Text block
Begin

Tackling an overgrown garden

We show you how to tidy an overgrown garden in our step-by-step guide.

A shady overgrown garden with long grass, fallen leaves and dense shrubs and trees

Step 1: Get an overview and make a plan

Walk around your overgrown garden with a critical eye to complete a detailed review of what you have on your hands, asking what plants are growing where, what you want to keep, and what you would like to change as you revamp the overgrown garden.

Review the whole garden; use a stick to examine the ground

Stinging nettles and abundant wild growth should be pushed to the side with a stick, revealing any trip hazards, boulders or wire mesh at ground level. Mark these clearly with sticks or stakes. Check if any trees and shrubs need to be pruned or thinned, keeping an eye out for rotten or dead branches. Consider what really needs to be removed; in many cases, pruning is enough to create the space and look you want and to enable better light penetration for shrubs and flowerbeds. Identify any plants and shrubs that you wish to relocate.

Someone wearing gloves pushing wooden stakes into the grassy earth around a large rock

Get it in hand with a garden plan

For larger overgrown spaces, we recommend you draw out a proper plan for how you wish to plant the garden. Your drawing should be to scale and include all buildings, areas, paths and shrubs. You should also indicate which areas are shaded through the day – this will help you find the right spot for each plant in your garden.

End

Dataset entries
Begin

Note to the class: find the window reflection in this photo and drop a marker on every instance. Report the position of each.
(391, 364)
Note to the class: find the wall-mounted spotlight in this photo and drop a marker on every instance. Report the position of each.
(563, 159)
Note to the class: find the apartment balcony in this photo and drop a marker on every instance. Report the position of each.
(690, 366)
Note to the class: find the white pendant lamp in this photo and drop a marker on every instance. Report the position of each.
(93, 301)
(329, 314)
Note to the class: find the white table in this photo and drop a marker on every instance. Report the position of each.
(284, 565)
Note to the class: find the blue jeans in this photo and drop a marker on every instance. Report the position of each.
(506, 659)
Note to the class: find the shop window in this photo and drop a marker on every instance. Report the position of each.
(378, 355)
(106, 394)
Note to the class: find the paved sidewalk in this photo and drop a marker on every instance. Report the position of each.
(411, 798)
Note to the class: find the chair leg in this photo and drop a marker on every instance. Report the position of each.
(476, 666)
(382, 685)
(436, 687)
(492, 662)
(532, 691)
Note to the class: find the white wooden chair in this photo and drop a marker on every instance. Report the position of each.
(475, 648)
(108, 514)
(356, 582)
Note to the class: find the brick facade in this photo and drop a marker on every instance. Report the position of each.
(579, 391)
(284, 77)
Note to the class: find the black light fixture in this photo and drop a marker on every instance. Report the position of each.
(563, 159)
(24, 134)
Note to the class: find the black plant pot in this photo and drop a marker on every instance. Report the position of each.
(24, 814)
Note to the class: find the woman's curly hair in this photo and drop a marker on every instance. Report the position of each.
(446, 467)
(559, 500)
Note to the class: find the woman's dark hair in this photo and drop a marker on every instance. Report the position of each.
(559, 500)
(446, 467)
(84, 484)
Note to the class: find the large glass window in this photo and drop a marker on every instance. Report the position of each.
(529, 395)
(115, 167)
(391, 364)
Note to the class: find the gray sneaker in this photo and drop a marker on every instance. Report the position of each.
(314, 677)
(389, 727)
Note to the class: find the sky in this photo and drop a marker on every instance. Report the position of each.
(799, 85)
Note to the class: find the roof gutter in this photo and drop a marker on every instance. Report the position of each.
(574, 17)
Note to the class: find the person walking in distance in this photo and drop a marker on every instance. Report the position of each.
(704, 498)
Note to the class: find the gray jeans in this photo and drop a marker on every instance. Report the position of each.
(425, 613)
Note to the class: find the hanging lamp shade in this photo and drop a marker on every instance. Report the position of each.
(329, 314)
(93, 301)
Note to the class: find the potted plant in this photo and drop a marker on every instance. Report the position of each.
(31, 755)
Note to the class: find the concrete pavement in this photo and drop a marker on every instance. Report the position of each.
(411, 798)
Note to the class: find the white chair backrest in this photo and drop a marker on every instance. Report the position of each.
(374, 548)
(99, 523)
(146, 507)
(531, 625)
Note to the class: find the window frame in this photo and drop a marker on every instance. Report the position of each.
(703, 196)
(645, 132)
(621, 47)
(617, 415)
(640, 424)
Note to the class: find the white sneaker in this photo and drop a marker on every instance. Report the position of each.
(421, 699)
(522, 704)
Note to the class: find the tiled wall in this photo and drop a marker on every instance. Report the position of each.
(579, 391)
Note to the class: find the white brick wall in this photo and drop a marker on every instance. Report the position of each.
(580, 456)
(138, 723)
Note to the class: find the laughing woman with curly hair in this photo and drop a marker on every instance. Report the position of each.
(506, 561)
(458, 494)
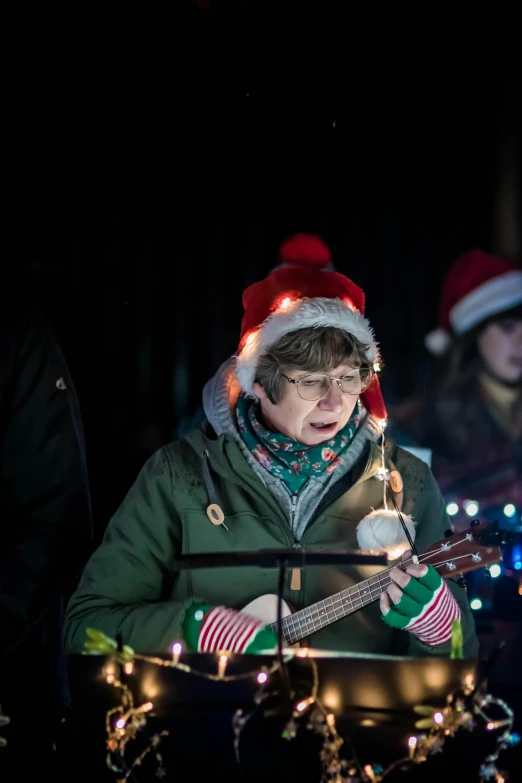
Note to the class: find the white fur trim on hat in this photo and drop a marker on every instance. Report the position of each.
(299, 314)
(381, 531)
(437, 341)
(498, 294)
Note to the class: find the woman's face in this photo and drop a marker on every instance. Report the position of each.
(308, 422)
(500, 346)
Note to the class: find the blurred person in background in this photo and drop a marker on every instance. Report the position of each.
(470, 414)
(46, 537)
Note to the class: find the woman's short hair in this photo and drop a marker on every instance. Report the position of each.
(316, 349)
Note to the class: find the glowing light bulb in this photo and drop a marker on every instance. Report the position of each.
(222, 665)
(471, 507)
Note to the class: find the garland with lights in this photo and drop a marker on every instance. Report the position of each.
(464, 709)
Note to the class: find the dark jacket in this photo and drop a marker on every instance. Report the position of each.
(45, 511)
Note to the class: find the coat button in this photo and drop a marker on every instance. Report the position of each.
(396, 481)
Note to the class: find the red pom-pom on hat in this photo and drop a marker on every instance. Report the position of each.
(305, 250)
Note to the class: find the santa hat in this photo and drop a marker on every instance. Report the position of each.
(477, 286)
(301, 294)
(307, 249)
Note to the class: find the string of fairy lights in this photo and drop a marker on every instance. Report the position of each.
(465, 709)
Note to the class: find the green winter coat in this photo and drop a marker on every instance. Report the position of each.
(131, 585)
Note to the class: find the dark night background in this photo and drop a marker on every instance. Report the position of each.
(157, 167)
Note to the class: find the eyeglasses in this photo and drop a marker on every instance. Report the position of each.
(317, 385)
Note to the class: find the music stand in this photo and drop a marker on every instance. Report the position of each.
(281, 559)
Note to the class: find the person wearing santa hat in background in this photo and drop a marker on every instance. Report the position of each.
(291, 454)
(471, 414)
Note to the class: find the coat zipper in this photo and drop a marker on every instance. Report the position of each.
(295, 582)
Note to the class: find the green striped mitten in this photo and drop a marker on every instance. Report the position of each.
(426, 609)
(208, 628)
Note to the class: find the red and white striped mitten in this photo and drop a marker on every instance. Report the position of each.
(427, 609)
(211, 629)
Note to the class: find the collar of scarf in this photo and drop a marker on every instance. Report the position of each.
(285, 458)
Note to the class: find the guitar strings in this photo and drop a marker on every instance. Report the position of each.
(293, 622)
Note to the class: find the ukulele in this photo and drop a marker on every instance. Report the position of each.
(477, 547)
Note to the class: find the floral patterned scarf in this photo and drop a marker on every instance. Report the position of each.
(285, 458)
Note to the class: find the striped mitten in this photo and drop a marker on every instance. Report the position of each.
(426, 609)
(208, 628)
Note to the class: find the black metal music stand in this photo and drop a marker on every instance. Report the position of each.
(280, 559)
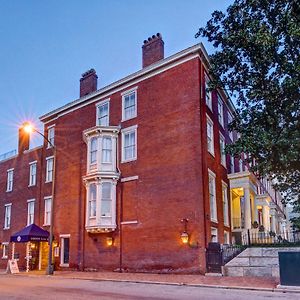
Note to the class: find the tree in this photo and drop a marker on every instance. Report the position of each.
(257, 61)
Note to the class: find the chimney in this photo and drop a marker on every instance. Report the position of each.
(153, 50)
(88, 82)
(24, 140)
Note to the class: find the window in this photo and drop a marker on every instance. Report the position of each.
(47, 215)
(231, 164)
(49, 169)
(212, 196)
(106, 199)
(7, 216)
(51, 136)
(30, 212)
(225, 204)
(103, 113)
(214, 235)
(93, 152)
(106, 150)
(210, 136)
(129, 107)
(208, 93)
(5, 250)
(241, 165)
(220, 111)
(230, 119)
(32, 173)
(92, 201)
(10, 180)
(129, 144)
(222, 150)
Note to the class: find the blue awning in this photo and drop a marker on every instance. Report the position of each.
(31, 233)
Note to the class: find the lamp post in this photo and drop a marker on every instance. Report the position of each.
(29, 128)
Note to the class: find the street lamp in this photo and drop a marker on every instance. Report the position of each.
(29, 128)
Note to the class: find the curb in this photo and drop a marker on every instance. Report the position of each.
(278, 290)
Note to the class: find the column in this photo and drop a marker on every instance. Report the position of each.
(266, 218)
(247, 208)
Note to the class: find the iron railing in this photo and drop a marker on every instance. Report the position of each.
(271, 238)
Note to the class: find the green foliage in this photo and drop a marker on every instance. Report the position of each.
(257, 61)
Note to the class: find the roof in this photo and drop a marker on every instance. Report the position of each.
(161, 65)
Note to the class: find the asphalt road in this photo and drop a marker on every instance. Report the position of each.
(33, 287)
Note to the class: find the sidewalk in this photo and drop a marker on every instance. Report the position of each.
(248, 283)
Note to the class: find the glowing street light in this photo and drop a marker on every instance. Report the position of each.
(29, 128)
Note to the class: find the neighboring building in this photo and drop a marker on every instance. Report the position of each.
(139, 163)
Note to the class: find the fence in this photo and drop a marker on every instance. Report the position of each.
(270, 238)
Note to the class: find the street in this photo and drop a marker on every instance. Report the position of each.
(37, 287)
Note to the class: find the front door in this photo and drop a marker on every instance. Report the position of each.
(65, 252)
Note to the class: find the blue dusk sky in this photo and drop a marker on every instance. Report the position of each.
(45, 46)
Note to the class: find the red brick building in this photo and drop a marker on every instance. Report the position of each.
(138, 163)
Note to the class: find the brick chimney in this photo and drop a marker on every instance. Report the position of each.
(24, 140)
(88, 82)
(153, 50)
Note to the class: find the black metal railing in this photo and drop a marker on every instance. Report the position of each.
(231, 251)
(271, 238)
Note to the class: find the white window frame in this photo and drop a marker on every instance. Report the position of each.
(90, 200)
(48, 159)
(7, 215)
(10, 180)
(5, 250)
(124, 132)
(231, 164)
(230, 119)
(29, 213)
(32, 176)
(222, 150)
(240, 165)
(107, 149)
(51, 135)
(127, 93)
(47, 212)
(212, 202)
(225, 203)
(220, 111)
(210, 146)
(208, 94)
(98, 105)
(214, 234)
(61, 237)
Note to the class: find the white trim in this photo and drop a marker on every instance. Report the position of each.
(123, 132)
(124, 94)
(102, 102)
(130, 178)
(126, 82)
(129, 222)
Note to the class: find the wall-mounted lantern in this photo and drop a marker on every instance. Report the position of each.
(109, 241)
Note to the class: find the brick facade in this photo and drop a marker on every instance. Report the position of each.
(169, 177)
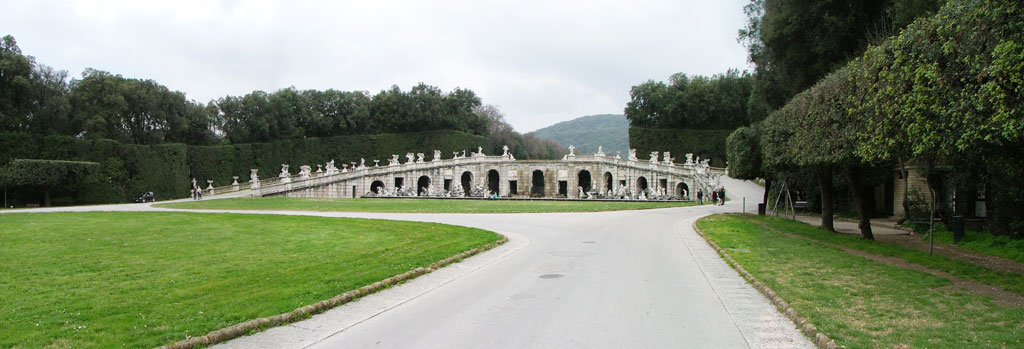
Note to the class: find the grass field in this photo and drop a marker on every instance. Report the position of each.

End

Requests
a: Copy out everything in the overgrown garden guide from "Review the whole" down to "wish to relocate.".
b: According to the overgrown garden guide, what should a plan for a larger space indicate to help find the right spot for each plant?
c: Turn the paragraph of the overgrown garden guide that begins "Stinging nettles and abundant wild growth" into a short list that keeps its main points.

Solutions
a:
Review the whole garden; use a stick to examine the ground

Stinging nettles and abundant wild growth should be pushed to the side with a stick, revealing any trip hazards, boulders or wire mesh at ground level. Mark these clearly with sticks or stakes. Check if any trees and shrubs need to be pruned or thinned, keeping an eye out for rotten or dead branches. Consider what really needs to be removed; in many cases, pruning is enough to create the space and look you want and to enable better light penetration for shrubs and flowerbeds. Identify any plants and shrubs that you wish to relocate.

b: It should indicate which areas are shaded through the day.

c:
- Push nettles and wild growth aside with a stick to reveal trip hazards, boulders or wire mesh at ground level.
- Mark these clearly with sticks or stakes.
- Check whether trees and shrubs need pruning or thinning, and look for rotten or dead branches.
- Remove only what is necessary. Pruning is often enough to create space, get the look you want and let more light reach shrubs and flowerbeds.
- Identify any plants and shrubs you want to relocate.